[[ Data for analysis, beginning ]]

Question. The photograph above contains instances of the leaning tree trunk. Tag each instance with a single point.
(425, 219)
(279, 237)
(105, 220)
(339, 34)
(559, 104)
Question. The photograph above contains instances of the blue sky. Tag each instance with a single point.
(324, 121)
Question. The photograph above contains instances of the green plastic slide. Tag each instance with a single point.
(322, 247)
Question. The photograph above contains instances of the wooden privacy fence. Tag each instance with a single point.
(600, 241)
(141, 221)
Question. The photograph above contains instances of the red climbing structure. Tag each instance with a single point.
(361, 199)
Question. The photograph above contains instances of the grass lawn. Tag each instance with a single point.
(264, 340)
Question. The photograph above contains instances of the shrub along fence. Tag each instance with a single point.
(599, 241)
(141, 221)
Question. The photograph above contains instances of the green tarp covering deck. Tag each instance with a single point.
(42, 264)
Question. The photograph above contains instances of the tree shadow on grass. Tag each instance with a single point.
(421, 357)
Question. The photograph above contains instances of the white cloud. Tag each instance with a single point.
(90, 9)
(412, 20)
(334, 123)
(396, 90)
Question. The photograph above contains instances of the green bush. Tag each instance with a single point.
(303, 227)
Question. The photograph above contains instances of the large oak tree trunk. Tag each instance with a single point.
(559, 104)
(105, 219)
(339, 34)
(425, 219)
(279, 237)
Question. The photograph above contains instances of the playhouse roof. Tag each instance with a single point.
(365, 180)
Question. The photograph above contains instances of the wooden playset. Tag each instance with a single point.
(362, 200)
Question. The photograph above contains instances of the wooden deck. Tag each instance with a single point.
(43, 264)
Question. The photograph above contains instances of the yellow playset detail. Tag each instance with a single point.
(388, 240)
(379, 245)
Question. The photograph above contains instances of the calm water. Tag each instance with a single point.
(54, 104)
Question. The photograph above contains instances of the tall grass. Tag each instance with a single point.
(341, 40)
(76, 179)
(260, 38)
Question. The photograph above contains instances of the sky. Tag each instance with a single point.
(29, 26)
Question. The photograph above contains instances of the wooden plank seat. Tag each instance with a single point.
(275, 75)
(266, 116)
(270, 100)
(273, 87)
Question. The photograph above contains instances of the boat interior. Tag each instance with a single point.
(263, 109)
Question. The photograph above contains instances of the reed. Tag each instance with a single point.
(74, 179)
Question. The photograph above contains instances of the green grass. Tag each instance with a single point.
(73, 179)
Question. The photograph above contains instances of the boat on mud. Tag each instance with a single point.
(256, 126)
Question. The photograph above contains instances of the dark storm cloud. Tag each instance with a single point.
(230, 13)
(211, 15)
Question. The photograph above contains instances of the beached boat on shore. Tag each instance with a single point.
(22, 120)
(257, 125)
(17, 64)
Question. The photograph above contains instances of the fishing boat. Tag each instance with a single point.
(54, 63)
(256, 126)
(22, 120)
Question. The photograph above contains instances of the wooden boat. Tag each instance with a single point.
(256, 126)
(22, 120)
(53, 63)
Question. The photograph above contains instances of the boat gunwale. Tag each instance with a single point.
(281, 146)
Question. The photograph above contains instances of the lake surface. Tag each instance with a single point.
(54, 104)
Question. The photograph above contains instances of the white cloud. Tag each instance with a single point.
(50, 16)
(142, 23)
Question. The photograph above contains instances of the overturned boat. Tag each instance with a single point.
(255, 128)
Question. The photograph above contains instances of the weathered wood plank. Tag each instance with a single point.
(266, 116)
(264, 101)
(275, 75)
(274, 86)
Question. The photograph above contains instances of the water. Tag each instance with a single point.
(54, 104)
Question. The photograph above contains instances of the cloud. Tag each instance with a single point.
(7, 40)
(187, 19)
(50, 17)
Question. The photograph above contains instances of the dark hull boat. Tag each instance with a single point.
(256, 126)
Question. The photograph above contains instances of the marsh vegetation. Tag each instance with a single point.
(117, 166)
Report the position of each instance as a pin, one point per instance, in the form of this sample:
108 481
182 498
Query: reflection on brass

[[ Data for analysis, end ]]

**Exercise description**
Print the data again exactly.

**Task result**
Question. The photograph above contains instances of the leaning tree trunk. Tag each instance with a single point.
(425, 219)
(279, 237)
(105, 220)
(339, 34)
(559, 104)
Question. The photograph above contains instances of the blue sky. Tag each instance with a single point.
(324, 121)
Question. The photograph above contains instances of the green plastic slide. Tag each instance with a single point.
(322, 247)
Question. The photograph above contains instances of the wooden privacy fence. Tag each instance with a single point.
(600, 241)
(141, 221)
Question. The photograph above contains instances of the red climbing structure. Tag each instance with a single point.
(361, 199)
Question. The photograph above contains instances of the grass lawn. Tag each instance with a single point.
(264, 340)
Question. The photograph above contains instances of the shrub along fence. Tag each instance with a single point.
(599, 241)
(141, 221)
Question. The photograph above contains instances of the green tarp covering deck. Tag each instance with a single point.
(42, 264)
Question. The photograph above contains instances of the tree shadow on grass. Tag each instance with a single point.
(421, 357)
Question. The photograph above contains instances of the white cloud. Tag each instance with a single point.
(90, 9)
(412, 20)
(334, 123)
(396, 90)
Question. The photograph above contains instances of the green bush. Tag each instance with a single point.
(303, 227)
Question. The photograph above contains instances of the large oak tree trunk. Tag each instance with a single point.
(559, 104)
(105, 219)
(339, 34)
(425, 219)
(279, 237)
Question. The photograph above contains instances of the playhouse roof. Tag each instance with a single point.
(365, 180)
Question. The photograph above contains instances of the wooden playset. Tag each instance with a single point.
(362, 200)
Question. The photograph above contains instances of the wooden deck. Tag each instance with a single point.
(43, 264)
Question. The photograph above contains instances of the yellow playset detail. Tag each instance with a single point.
(388, 240)
(379, 245)
Question. The photograph above contains instances of the calm water. Tag each instance with a single point.
(54, 104)
Question. The photograph above contains instances of the tall grass. Tag each instance with a single point.
(341, 40)
(76, 179)
(260, 38)
Question. The photograph above contains instances of the sky. Tag each instance with a single point.
(29, 26)
Question. The photograph above contains instances of the wooden plank seat. Tag each instance with a single point.
(275, 75)
(266, 116)
(270, 100)
(273, 87)
Question. The photograph above contains instances of the boat interior. Tag each instance with a single point.
(263, 109)
Question. The photograph above contains instances of the reed. Tag each instance with a single point.
(74, 179)
Question. The photograph above contains instances of the green grass. Tag each instance with a single point.
(73, 179)
Question. The photograph above contains instances of the boat on mud. Tag each instance with a single point.
(256, 126)
Question. The photograph above contains instances of the dark storm cloud. Tag each instance with a single point.
(230, 13)
(211, 15)
Question. The photograph above contains instances of the beached boat on shore. Tag each instance with a single point.
(22, 120)
(257, 125)
(17, 64)
Question. The photograph above contains instances of the fishing boat. Tag each instance with a single point.
(54, 63)
(256, 126)
(22, 120)
Question. The photograph above contains instances of the wooden boat. Tag each instance with a single point.
(256, 126)
(22, 120)
(53, 63)
Question. The photograph above contains instances of the boat gunwale. Tag each instance with a single point.
(281, 146)
Question. The photograph above contains instances of the lake surface. Tag each instance with a single point.
(54, 104)
Question. The photograph above contains instances of the white cloud. Tag each instance with a single point.
(50, 16)
(142, 23)
Question. The photograph above contains instances of the overturned boat. Tag each instance with a single point.
(255, 128)
Question. The photograph above contains instances of the weathered wood plank. Tag each instance with a single point.
(266, 116)
(264, 101)
(275, 75)
(274, 86)
Question. The photograph above contains instances of the water. Tag each instance with a single point.
(54, 104)
Question. The photograph above contains instances of the cloud. Tag each instance with a single point.
(7, 40)
(187, 19)
(50, 17)
Question. The photograph above contains instances of the dark hull boat. Tag each instance with a single point.
(256, 126)
Question. The photograph above contains instances of the marsh vegetation. Tag each instance with a single point.
(117, 166)
Report the position of each instance as a pin, one point per instance, in the form of this sample:
108 481
182 498
Query: reflection on brass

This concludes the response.